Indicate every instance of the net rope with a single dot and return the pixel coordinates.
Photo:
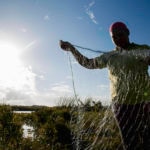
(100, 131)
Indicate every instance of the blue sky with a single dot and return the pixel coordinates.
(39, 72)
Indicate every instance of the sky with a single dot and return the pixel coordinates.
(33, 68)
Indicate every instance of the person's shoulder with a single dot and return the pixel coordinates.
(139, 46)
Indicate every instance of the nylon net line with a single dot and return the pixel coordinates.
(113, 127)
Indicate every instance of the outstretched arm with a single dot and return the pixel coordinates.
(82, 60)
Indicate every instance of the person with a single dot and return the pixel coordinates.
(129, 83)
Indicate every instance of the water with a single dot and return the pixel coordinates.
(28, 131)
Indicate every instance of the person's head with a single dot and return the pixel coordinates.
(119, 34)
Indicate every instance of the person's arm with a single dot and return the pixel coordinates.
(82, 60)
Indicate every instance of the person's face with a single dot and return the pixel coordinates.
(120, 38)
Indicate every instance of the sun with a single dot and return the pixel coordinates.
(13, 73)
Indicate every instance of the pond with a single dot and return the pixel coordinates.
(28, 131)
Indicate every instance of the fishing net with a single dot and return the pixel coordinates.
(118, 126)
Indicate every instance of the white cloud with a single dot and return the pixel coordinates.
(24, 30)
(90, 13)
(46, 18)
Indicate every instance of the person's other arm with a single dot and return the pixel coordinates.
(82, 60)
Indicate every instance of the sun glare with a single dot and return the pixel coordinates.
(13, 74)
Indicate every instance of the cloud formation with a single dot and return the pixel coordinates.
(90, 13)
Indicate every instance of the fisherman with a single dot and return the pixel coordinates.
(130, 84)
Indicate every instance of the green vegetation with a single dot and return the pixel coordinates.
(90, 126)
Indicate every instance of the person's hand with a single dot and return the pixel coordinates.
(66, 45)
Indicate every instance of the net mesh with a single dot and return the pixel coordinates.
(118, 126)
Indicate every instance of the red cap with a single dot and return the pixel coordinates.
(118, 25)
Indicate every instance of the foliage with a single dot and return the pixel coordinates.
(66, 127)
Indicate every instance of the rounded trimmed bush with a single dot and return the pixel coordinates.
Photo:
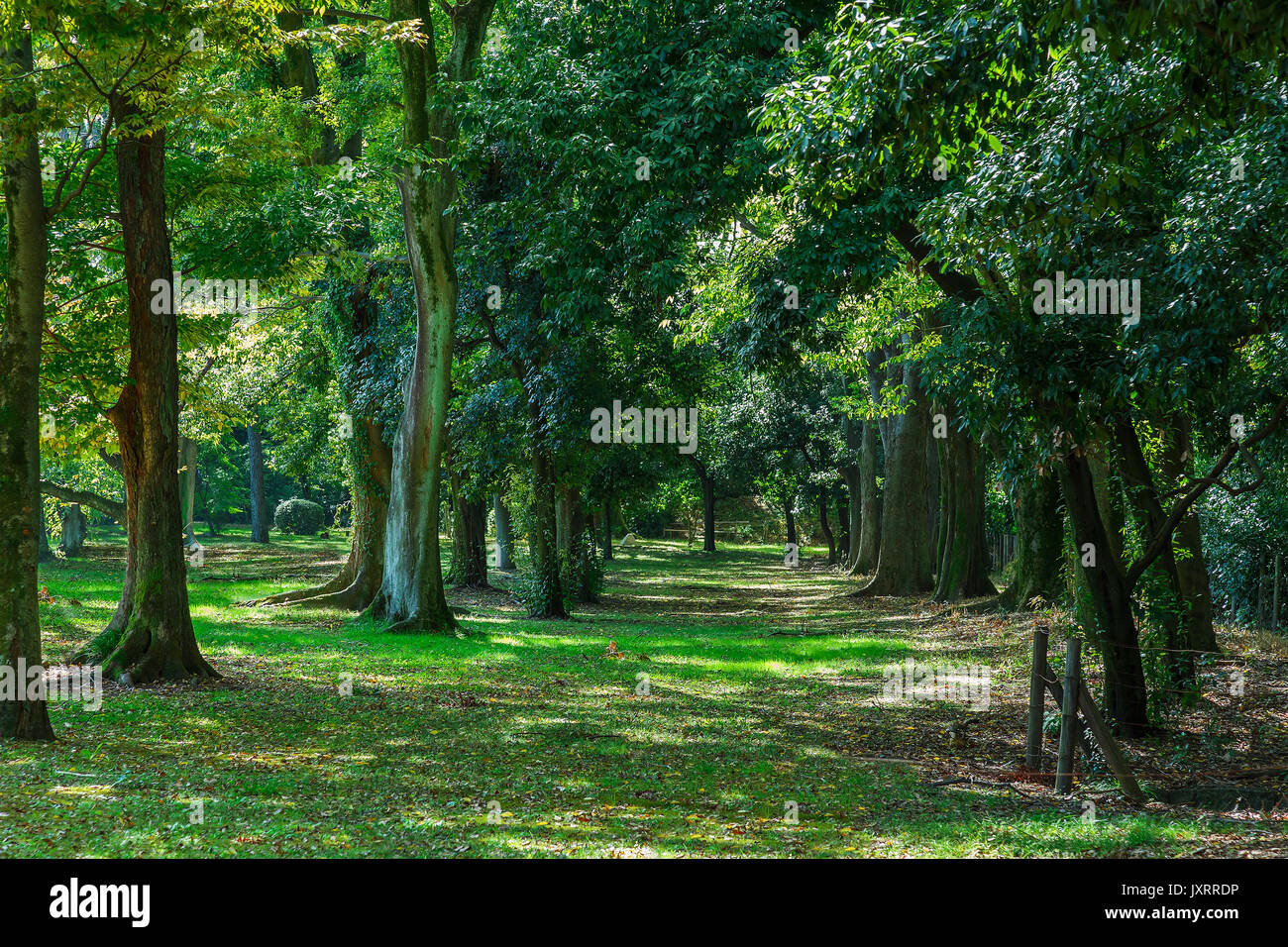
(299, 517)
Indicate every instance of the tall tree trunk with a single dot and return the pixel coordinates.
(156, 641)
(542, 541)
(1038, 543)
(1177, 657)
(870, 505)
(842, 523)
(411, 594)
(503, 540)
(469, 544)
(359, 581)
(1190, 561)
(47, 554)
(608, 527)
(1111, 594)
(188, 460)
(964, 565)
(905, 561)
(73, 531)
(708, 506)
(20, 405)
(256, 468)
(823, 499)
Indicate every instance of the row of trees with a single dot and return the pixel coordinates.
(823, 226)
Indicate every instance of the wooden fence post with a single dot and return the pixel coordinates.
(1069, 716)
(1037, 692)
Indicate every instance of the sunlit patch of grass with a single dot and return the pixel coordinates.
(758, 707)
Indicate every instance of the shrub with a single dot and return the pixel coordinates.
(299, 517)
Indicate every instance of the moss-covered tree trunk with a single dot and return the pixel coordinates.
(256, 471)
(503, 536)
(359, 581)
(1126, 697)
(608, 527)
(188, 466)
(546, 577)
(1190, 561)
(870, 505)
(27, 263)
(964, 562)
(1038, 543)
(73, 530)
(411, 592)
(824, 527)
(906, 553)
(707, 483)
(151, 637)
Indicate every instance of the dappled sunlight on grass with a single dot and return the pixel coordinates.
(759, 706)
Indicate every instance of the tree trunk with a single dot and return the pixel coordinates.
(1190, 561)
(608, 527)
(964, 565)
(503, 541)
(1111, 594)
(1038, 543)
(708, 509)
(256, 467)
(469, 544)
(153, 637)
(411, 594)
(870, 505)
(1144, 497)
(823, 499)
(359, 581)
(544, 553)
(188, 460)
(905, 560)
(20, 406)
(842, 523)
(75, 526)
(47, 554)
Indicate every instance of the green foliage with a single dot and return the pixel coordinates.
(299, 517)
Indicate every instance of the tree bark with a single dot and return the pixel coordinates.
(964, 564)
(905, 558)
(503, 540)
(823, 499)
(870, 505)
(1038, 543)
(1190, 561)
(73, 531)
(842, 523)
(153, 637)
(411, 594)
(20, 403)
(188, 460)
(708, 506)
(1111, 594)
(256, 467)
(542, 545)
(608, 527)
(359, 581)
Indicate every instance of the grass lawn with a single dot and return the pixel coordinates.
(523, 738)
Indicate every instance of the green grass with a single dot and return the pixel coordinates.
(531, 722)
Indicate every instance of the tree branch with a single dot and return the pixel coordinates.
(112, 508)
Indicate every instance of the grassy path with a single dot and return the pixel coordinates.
☆ ☆ ☆ ☆ ☆ ☆ ☆
> [WORK INSTRUCTIONS] Give every line above again exactly, with no pictures.

> [ANSWER TO THE TASK]
Indicate every instance of the net rope with a single dot and return the pixel coordinates.
Photo:
(100, 131)
Indicate every instance of the blue sky with a single dot and return the pixel coordinates.
(39, 72)
Indicate every instance of the sky with a single dot and return the pixel coordinates.
(33, 68)
Indicate every instance of the person's shoulder with a single dot and return the pixel coordinates.
(139, 46)
Indicate every instance of the nylon net line with a single dot and return the pixel coordinates.
(113, 127)
Indicate every instance of the outstretched arm with a single dot and return the pixel coordinates.
(82, 60)
Indicate every instance of the person with a single dot and return the pixel coordinates.
(129, 83)
Indicate every instance of the water with a single dot and return the pixel coordinates.
(28, 131)
Indicate every instance of the person's head with a single dot and return the pixel coordinates.
(119, 34)
Indicate every instance of the person's arm with a single dot and return the pixel coordinates.
(82, 60)
Indicate every instance of the person's face with a single dot and return the pixel coordinates.
(120, 38)
Indicate every instance of the sun with a single dot and return the pixel coordinates.
(13, 73)
Indicate every instance of the pond with a single dot and return the pixel coordinates.
(28, 131)
Indicate every instance of the fishing net with a single dot and return the pixel coordinates.
(118, 126)
Indicate every instance of the white cloud with a single dot and return the pixel coordinates.
(24, 30)
(90, 13)
(46, 18)
Indicate every instance of the person's other arm with a single dot and return the pixel coordinates.
(82, 60)
Indicate every instance of the sun glare with a single dot and return the pixel coordinates.
(13, 74)
Indicate every instance of the cloud formation with a single dot and return the pixel coordinates.
(90, 13)
Indicate every instance of the fisherman with a single dot and return the pixel coordinates.
(130, 84)
Indicate every instance of the green vegetation with a single dot and return the pixel coordinates.
(90, 126)
Indicate every instance of the person's hand with a single dot and return the pixel coordinates.
(66, 45)
Indicate every instance of the net mesh with a single dot and return the pixel coordinates.
(118, 126)
Indicate every instance of the red cap with a single dot and return the pixel coordinates.
(118, 25)
Indicate every instance of the foliage with a single dot and return the pixel coordinates.
(66, 127)
Indicate every instance of the rounded trimmed bush with a single dot and return the pixel coordinates.
Photo:
(299, 517)
Indicate every instance of the tall tree trunk with a single dot and return the pixel coordinates.
(156, 641)
(542, 541)
(1038, 543)
(1177, 657)
(870, 505)
(842, 523)
(411, 594)
(503, 540)
(469, 544)
(359, 581)
(1190, 561)
(47, 554)
(608, 527)
(1111, 594)
(188, 460)
(964, 565)
(905, 561)
(73, 531)
(708, 506)
(20, 405)
(256, 468)
(823, 499)
Indicate every instance of the row of trees with a single dot and return the pixel coordinates.
(823, 226)
Indicate every instance of the wooden fence post with a single dot and return the pixel coordinates.
(1069, 716)
(1037, 692)
Indicate every instance of the sunlit patch of grass with a single dot and return the pixel coordinates.
(758, 707)
Indicate every instance of the shrub with a single dot and return the pixel coordinates.
(299, 517)
Indicate every instance of the moss-covered tree trunk with a single dot and return the pixel coordinates.
(256, 471)
(503, 536)
(359, 581)
(1126, 697)
(608, 527)
(188, 466)
(546, 577)
(1190, 561)
(870, 505)
(27, 263)
(964, 562)
(1038, 543)
(73, 530)
(411, 592)
(824, 527)
(906, 553)
(707, 483)
(151, 637)
Indicate every instance of the dappled sunlight on grass with a single dot and return the pixel coordinates.
(759, 706)
Indicate every instance of the tree trunk with a single dot and return the pixel coordinates.
(1190, 561)
(608, 527)
(964, 565)
(503, 541)
(1111, 594)
(1038, 543)
(708, 509)
(256, 467)
(469, 544)
(153, 637)
(411, 594)
(870, 505)
(1144, 497)
(823, 499)
(359, 581)
(544, 553)
(188, 460)
(905, 560)
(20, 406)
(842, 523)
(75, 526)
(47, 554)
Indicate every instance of the green foliage with a single dot and return the pixel coordinates.
(299, 517)
Indicate every instance of the tree bark with a single dot and return the pixel coordinates.
(964, 564)
(905, 558)
(503, 540)
(823, 499)
(870, 505)
(1038, 543)
(1190, 561)
(73, 531)
(842, 523)
(153, 637)
(411, 594)
(20, 403)
(188, 460)
(708, 506)
(1111, 594)
(256, 467)
(542, 545)
(608, 527)
(359, 581)
Indicate every instance of the grass lawn with a single dot and return the pixel coordinates.
(523, 738)
Indicate every instance of the green grass with a single dot and return the pixel coordinates.
(531, 722)
Indicate every instance of the tree branch with a single dot and return the pixel coordinates.
(112, 508)
Indicate every instance of the grassy path with a single dot and return the pixel coordinates.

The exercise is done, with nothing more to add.